Each line of the listing that includes the string "petal" is to be identified and copied.

(SUPPLIED RECORDS)

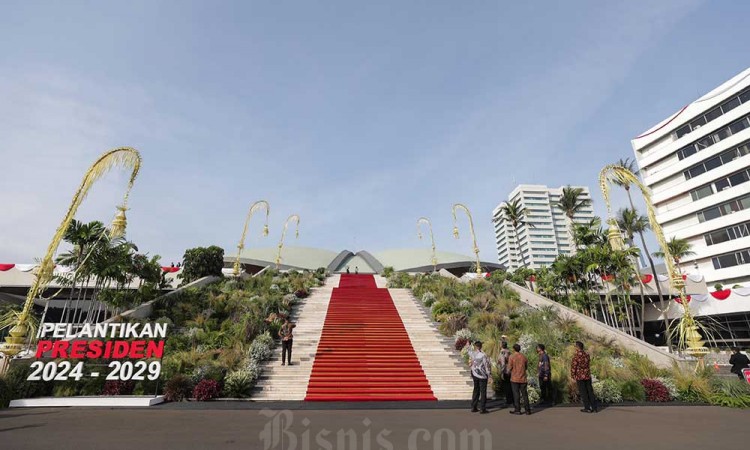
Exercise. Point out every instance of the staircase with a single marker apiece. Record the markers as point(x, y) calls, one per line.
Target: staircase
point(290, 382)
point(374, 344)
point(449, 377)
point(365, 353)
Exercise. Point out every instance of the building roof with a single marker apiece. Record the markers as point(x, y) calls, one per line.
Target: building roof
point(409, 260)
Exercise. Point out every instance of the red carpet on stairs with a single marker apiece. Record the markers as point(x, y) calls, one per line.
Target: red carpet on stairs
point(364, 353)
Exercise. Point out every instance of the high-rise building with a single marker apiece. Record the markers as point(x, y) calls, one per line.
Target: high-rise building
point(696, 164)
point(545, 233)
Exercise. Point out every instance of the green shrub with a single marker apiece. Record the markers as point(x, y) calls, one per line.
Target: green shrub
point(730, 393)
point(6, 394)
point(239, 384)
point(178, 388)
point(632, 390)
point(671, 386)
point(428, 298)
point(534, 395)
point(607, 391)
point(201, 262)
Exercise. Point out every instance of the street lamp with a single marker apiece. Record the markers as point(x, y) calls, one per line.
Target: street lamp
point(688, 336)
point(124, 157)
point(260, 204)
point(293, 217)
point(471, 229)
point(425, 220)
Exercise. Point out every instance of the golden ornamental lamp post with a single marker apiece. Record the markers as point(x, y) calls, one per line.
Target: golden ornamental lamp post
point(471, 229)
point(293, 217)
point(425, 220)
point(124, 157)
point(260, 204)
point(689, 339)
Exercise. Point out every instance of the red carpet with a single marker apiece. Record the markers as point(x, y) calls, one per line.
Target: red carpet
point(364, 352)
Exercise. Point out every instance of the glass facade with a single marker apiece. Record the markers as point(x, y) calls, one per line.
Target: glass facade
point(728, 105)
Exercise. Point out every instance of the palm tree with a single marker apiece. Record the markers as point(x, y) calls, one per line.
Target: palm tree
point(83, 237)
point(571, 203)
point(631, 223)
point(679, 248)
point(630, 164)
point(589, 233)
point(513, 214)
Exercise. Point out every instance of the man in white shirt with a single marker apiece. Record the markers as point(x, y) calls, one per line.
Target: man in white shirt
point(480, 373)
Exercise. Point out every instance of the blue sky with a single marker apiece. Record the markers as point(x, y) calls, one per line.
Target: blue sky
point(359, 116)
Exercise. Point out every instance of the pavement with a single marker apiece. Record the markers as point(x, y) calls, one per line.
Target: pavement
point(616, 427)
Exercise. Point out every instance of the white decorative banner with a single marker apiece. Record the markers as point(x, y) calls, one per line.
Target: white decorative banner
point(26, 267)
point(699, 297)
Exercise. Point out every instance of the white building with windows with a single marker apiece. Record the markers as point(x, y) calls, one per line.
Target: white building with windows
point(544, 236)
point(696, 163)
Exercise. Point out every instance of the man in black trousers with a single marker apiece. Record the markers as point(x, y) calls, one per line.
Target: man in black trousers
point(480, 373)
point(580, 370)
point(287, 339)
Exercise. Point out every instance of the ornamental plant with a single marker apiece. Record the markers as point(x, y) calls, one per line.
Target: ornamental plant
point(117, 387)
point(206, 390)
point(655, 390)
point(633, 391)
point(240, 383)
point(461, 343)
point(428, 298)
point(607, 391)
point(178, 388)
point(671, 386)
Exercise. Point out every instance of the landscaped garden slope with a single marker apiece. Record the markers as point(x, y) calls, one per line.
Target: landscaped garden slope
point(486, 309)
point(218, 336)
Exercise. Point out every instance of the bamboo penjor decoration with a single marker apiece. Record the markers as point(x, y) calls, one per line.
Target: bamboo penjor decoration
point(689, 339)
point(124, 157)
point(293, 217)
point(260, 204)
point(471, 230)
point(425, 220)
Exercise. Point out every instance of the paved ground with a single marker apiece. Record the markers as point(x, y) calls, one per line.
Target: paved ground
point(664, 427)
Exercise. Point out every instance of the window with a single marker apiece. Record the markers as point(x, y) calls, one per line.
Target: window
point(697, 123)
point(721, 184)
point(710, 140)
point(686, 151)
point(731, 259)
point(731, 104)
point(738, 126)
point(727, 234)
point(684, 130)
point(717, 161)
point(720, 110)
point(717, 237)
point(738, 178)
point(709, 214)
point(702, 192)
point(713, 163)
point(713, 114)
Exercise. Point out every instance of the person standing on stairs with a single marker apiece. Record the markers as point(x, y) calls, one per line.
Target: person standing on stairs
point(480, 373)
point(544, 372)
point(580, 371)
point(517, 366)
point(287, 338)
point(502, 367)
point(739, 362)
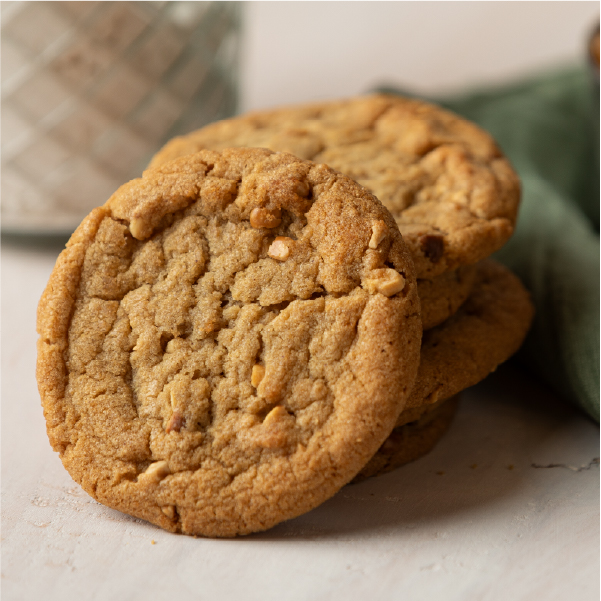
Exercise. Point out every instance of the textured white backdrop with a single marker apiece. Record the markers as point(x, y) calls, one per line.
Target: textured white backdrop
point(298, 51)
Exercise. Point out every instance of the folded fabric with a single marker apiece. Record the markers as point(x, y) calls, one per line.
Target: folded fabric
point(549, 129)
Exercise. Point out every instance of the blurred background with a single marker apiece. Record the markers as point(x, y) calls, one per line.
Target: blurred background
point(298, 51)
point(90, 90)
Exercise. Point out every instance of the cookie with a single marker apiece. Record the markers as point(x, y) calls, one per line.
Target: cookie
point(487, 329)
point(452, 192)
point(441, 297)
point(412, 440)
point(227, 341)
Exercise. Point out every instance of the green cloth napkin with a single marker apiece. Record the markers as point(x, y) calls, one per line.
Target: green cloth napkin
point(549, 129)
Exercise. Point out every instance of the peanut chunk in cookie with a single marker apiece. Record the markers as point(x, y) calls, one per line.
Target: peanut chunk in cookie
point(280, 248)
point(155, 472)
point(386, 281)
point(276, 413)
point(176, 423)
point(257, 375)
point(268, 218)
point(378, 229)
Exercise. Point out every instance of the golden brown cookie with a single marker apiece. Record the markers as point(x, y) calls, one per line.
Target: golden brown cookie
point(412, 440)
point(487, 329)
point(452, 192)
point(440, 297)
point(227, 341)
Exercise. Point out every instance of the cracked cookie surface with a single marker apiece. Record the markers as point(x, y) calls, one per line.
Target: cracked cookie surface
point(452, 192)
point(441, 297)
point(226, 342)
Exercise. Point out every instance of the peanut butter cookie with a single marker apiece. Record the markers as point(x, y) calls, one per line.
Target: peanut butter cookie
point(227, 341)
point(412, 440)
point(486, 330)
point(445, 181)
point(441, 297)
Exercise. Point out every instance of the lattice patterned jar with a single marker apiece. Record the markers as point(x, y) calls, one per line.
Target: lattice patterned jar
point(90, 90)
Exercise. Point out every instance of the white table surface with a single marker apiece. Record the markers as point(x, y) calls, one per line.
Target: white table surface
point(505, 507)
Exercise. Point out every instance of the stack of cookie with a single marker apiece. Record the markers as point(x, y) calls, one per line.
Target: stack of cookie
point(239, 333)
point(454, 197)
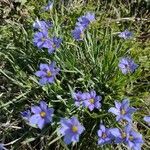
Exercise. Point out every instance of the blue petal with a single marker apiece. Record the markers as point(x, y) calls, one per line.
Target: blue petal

(End SUPPLIED RECORDS)

• RESULT BELOW
Exercise. Point out every instance of the blue petal with a single marker apiece. Record the markers as point(x, y) calls, one per line.
Target: blue petal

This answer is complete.